## Prompt
Reproduce verbatim the stretch of the travel entry below from "For breakfast I" through "that later today.".

## Text provided
----------
Today marks the second day of my trip. I slept pretty well and wasn’t really suffering from too much jet lag. I did wakeup at about 2am for a brief period of time before going back to bed.

For breakfast I attempted to go to a few bakeries however it was too early and they didn’t have anything besides donuts available, so I went to Subway. First stop of the day was Krysuivik Geothermal Loop, about an hours drive away. Along the way I decided to stop by the side of the road to take some drone shots of the volcanic scenery around me to realize that my memory card had failed… but don’t worry I had a second one… sitting in my work laptop back at the hotel. I drove all the way back to the hotel, picked up the second card and tried again. By now it was already nearly noon! In the distance on this drone shot you can see Fagradalsfjall Volcano’s smoke from it’s ongoing eruption. I’ll be hiking that later today.
----------
## Data section
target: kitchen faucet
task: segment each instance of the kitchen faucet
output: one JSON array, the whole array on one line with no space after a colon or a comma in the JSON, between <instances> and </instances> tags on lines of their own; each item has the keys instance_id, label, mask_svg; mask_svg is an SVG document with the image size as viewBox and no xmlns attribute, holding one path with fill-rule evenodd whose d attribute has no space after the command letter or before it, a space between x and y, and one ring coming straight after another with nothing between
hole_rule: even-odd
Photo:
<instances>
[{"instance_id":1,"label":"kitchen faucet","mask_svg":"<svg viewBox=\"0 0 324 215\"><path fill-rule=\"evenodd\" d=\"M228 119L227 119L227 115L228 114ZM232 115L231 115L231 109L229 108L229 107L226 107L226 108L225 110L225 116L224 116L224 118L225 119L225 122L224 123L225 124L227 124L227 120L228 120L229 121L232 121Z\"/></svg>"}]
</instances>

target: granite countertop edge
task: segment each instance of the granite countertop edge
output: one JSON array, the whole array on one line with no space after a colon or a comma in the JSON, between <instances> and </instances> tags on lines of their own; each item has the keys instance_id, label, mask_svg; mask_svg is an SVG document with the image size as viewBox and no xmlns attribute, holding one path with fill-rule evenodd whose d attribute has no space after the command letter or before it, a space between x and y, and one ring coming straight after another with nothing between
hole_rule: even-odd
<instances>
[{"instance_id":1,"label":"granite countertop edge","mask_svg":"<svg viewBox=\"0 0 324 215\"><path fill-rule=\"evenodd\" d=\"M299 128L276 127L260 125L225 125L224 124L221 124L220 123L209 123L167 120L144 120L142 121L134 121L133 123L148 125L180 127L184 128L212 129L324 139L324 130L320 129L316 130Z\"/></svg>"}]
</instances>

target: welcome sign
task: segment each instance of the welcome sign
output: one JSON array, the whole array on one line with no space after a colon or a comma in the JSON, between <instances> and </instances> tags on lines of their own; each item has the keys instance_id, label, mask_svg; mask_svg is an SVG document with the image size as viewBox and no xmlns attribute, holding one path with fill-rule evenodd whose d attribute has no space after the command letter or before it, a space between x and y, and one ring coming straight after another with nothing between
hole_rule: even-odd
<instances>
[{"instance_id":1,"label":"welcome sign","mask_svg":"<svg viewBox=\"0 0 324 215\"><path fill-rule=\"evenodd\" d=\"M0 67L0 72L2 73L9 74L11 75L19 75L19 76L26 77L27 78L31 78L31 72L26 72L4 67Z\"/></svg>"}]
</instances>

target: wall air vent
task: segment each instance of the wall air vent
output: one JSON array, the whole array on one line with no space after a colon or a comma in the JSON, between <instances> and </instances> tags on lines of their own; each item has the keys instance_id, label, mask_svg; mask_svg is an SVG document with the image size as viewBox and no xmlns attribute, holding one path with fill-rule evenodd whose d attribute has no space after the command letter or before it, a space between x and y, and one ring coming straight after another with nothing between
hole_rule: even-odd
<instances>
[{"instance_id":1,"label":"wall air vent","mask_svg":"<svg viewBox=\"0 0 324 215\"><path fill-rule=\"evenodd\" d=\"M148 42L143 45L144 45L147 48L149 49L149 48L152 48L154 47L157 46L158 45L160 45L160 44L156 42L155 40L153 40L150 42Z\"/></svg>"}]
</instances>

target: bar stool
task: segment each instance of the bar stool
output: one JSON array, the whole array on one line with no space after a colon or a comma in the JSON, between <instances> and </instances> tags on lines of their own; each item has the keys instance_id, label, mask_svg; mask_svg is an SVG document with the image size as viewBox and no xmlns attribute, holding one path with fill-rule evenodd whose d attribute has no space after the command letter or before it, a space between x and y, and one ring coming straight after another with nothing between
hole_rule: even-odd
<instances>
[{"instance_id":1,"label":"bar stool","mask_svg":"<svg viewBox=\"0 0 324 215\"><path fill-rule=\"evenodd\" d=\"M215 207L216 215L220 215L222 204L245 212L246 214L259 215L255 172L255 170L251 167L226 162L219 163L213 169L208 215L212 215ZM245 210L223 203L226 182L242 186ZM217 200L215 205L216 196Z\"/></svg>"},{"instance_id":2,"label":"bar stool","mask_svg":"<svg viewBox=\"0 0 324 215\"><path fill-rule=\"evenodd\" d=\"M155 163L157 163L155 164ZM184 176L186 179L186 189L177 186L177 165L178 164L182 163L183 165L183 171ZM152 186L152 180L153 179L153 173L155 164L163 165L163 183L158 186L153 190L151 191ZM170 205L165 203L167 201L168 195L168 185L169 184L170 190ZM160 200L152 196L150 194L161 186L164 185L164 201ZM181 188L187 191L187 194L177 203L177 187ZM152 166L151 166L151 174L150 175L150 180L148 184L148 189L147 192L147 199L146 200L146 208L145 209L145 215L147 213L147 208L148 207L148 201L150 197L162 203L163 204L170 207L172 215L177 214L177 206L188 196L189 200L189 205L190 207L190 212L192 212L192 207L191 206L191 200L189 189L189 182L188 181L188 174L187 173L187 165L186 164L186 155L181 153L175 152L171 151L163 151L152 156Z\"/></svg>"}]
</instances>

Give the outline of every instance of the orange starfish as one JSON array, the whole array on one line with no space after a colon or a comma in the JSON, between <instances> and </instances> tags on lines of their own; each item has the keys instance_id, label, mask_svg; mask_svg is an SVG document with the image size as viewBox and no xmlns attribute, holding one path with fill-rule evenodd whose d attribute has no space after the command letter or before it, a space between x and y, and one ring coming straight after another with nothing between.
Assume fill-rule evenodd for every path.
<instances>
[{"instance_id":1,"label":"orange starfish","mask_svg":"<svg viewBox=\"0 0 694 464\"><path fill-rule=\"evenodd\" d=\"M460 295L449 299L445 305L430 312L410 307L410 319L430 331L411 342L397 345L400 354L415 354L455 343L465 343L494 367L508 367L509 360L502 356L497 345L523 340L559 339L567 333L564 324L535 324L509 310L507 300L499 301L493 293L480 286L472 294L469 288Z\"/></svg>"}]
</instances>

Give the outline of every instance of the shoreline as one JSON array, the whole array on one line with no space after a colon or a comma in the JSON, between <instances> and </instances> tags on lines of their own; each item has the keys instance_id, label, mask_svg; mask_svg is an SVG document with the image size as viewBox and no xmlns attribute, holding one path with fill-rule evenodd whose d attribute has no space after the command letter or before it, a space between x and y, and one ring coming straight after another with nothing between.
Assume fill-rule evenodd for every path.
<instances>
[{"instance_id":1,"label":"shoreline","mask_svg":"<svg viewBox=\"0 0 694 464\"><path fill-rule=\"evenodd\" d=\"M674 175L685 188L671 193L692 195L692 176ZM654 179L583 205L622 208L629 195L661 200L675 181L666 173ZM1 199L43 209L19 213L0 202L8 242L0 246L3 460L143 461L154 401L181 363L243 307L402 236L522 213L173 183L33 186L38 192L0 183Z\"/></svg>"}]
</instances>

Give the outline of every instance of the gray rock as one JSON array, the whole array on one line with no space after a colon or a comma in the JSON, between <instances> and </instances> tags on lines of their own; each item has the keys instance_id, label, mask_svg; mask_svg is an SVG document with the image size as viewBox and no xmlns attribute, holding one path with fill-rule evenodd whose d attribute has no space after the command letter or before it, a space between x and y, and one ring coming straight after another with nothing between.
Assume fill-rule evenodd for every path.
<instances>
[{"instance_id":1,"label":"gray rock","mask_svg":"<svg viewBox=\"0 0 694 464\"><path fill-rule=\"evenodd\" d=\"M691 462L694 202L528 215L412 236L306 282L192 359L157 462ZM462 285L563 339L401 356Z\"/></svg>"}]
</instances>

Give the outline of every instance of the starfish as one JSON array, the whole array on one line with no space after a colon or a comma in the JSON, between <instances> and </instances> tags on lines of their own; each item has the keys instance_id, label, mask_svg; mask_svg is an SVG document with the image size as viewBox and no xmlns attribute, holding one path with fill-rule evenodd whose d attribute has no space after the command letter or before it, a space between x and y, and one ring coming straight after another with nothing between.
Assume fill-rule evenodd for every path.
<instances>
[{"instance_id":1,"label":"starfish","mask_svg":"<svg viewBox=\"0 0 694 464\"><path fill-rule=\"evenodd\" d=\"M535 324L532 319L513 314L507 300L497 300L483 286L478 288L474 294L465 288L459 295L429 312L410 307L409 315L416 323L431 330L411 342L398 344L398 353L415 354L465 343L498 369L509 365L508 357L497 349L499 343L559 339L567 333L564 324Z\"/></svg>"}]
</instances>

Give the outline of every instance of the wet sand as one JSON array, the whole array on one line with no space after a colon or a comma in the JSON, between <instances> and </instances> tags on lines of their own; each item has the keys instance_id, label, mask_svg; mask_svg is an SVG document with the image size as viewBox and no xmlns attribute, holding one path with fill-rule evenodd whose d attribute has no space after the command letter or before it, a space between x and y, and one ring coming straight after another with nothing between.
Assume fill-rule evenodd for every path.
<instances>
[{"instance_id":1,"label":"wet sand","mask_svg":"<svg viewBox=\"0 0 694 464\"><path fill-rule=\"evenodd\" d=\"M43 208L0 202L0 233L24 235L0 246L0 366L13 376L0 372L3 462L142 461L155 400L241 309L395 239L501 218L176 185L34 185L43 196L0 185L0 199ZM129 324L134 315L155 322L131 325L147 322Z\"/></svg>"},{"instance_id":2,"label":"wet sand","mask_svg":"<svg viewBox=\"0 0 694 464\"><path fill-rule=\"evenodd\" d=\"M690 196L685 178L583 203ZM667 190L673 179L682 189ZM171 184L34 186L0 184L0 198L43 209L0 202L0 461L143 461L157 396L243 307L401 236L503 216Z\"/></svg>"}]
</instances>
----------
## Problem solution
For breakfast I attempted to go to a few bakeries however it was too early and they didn’t have anything besides donuts available, so I went to Subway. First stop of the day was Krysuivik Geothermal Loop, about an hours drive away. Along the way I decided to stop by the side of the road to take some drone shots of the volcanic scenery around me to realize that my memory card had failed… but don’t worry I had a second one… sitting in my work laptop back at the hotel. I drove all the way back to the hotel, picked up the second card and tried again. By now it was already nearly noon! In the distance on this drone shot you can see Fagradalsfjall Volcano’s smoke from it’s ongoing eruption. I’ll be hiking that later today.